Challenge:
Decide whether each of the following statements agrees with the article on noncitizen voting in Ohio, answering yes or no and quoting the article's words that settle it: (a) the 2019 Yellow Springs referendum failed; (b) Issue 2 would bar non-U.S. citizens from voting in state or local elections even if they are longtime legal residents of Ohio; (c) the Ohio Constitution requires voters to register at least 30 days before an election.

Page:
Should noncitizens vote? Yellow Springs sparks constitutional amendment on Nov. ballot

An attempt by the village of Yellow Springs to let about 30 noncitizens vote in local elections led to a proposed amendment to the Ohio Constitution voters will decide on Nov. 8.

The Ohio Constitution says “every citizen of the United States, of the age of eighteen years,” is eligible to vote, provided they meet residency requirements and register at least 30 days before an election. But it doesn’t say voting eligibility must be limited to those requirements.

Issue 2, a proposed constitutional amendment on the Nov. 8 ballot, would change that: explicitly barring non-U.S. citizens from voting in state or local elections, even if they’re longtime legal residents of Ohio.

The issue stems from 2019, when the village of Yellow Springs held a referendum on whether to allow people who were residents but not U.S. citizens to vote for local offices. It passed, but never went into effect because Ohio Secretary of State Frank LaRose ordered Greene County not to accept any voter registration forms from noncitizens.

Yellow Springs Council President Brian Housh told legislators the village “didn’t think it was that big as a deal,” as it only allowed voting on local issues.

LaRose pushed legislators for a legal ban on noncitizen voting.

LaRose said allowing noncitizens to vote at any level would create headaches for county boards of election, requiring a separate system for voter registration and ballot types, and possibly a separate set of voting machines.

Records provided:
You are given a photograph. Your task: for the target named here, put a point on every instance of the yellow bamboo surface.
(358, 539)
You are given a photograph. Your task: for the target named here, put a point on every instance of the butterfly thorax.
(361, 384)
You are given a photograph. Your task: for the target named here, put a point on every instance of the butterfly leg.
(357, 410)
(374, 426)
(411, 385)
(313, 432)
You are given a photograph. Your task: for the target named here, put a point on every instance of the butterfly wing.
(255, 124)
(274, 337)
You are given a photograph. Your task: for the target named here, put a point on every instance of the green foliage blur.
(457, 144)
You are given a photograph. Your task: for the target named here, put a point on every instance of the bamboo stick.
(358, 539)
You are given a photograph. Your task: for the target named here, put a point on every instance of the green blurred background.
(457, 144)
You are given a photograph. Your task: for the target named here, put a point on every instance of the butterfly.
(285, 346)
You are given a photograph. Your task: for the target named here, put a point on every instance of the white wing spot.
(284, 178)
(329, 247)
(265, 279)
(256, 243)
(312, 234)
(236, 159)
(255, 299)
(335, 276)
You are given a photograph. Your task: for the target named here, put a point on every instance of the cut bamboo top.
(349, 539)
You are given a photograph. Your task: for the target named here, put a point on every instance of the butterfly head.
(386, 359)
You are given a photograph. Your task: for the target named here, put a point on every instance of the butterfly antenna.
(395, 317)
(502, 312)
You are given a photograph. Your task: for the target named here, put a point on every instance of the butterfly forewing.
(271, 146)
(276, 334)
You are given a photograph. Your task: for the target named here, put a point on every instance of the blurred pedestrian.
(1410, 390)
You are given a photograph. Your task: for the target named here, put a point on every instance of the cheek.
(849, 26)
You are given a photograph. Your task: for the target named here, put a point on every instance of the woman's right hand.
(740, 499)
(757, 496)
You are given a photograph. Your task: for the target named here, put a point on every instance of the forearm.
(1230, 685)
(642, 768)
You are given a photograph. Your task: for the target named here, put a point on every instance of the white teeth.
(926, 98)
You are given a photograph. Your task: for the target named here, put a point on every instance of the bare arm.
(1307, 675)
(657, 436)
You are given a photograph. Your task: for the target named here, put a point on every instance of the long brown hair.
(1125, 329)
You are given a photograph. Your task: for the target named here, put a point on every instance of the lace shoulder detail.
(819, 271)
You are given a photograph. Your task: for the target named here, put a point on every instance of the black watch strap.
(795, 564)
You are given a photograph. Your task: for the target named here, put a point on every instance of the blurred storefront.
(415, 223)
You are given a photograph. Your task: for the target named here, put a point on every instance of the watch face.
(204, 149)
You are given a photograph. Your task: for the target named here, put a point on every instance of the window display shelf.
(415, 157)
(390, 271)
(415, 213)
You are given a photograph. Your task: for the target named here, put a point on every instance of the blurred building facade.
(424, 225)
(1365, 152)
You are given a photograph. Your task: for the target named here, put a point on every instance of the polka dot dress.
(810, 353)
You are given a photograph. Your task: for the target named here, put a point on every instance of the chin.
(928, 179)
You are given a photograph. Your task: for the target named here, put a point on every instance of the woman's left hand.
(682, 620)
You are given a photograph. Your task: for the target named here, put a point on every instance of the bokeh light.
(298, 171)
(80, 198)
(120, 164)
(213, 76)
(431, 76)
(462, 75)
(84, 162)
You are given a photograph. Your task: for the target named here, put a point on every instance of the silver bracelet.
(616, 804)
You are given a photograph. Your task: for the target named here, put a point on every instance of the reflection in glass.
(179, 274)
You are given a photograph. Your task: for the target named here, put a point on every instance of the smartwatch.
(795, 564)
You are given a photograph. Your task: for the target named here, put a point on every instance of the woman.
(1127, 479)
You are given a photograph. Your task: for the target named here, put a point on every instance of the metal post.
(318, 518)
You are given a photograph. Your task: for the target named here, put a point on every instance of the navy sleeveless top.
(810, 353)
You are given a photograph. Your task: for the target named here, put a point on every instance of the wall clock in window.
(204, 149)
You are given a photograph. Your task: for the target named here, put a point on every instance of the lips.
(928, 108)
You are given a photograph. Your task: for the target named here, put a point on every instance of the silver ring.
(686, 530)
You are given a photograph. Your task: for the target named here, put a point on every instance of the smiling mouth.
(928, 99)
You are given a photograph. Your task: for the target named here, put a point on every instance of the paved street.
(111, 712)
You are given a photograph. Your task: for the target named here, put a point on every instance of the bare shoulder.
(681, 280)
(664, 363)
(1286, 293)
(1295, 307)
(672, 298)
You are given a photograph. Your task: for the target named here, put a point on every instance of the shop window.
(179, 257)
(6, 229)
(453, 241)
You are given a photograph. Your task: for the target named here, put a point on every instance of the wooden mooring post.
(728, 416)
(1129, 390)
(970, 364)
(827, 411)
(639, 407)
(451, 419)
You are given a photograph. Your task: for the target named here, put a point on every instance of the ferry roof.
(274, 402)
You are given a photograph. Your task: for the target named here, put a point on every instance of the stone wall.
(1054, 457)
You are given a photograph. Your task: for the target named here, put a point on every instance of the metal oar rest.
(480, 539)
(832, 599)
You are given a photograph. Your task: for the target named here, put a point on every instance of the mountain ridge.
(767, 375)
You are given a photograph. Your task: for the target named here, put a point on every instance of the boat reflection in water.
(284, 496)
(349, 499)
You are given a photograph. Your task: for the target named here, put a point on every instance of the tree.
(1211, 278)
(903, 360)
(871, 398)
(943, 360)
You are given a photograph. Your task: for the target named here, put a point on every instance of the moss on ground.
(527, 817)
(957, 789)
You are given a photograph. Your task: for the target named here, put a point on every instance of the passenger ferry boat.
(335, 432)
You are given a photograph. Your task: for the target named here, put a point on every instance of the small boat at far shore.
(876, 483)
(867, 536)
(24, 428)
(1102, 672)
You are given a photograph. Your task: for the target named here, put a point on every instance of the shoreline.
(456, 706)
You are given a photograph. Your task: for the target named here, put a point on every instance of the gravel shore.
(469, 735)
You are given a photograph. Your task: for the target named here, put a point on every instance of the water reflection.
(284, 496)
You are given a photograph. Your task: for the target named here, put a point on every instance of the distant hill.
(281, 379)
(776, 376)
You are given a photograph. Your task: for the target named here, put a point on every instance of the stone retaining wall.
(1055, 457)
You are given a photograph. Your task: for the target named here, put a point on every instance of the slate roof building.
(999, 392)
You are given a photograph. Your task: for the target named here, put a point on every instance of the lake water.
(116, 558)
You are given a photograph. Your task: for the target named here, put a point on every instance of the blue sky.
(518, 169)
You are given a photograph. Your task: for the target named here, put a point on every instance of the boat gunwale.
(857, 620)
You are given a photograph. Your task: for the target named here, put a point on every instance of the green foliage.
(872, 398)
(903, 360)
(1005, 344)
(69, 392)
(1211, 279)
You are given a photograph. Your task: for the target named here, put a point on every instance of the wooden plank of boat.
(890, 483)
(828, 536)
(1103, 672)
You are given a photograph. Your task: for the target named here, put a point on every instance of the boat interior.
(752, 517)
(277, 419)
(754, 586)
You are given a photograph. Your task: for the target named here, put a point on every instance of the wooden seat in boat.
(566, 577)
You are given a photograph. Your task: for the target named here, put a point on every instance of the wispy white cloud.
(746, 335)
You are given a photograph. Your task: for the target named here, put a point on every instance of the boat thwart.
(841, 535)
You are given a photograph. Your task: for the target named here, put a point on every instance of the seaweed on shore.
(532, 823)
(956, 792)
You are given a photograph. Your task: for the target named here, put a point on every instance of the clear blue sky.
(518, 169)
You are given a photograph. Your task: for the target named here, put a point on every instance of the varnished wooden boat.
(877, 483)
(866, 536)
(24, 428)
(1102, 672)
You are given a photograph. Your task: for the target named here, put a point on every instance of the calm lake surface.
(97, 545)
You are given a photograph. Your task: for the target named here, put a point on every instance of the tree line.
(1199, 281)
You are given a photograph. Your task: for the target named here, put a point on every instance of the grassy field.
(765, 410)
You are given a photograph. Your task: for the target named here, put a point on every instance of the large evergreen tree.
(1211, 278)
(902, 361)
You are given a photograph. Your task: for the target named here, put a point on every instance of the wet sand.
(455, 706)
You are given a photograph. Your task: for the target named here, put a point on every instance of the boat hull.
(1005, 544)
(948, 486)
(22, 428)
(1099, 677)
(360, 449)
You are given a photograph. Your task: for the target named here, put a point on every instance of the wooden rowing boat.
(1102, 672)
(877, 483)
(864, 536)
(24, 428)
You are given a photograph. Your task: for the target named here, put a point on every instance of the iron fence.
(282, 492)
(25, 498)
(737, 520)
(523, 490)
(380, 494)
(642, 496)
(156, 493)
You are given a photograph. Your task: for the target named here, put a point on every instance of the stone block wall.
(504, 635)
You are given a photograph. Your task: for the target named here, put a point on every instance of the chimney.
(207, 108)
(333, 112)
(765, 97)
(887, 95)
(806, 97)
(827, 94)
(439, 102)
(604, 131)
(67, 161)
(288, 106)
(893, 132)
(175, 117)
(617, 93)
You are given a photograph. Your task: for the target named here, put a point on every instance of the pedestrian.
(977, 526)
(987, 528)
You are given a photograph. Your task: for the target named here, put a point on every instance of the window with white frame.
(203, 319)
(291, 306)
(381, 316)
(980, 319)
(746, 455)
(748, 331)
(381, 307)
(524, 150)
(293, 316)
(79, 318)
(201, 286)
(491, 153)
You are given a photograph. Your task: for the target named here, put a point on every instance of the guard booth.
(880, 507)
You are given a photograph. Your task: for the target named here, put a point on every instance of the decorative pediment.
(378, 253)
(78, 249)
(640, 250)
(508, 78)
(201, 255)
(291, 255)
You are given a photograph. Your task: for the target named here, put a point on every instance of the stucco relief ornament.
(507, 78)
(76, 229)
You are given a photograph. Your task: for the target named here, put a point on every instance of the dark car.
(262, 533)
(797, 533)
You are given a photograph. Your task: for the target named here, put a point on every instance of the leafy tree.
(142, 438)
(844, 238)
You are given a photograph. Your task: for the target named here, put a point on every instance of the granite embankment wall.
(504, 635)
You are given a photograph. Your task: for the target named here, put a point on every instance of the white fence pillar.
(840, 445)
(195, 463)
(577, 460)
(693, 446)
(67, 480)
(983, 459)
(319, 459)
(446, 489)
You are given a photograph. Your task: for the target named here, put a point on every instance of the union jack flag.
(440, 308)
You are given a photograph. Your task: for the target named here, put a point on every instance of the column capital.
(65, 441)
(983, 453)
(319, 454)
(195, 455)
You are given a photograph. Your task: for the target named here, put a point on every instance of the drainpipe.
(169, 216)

Full output:
(a) No: "It passed, but never went into effect."
(b) Yes: "explicitly barring non-U.S. citizens from voting in state or local elections, even if they’re longtime legal residents of Ohio"
(c) Yes: "register at least 30 days before an election"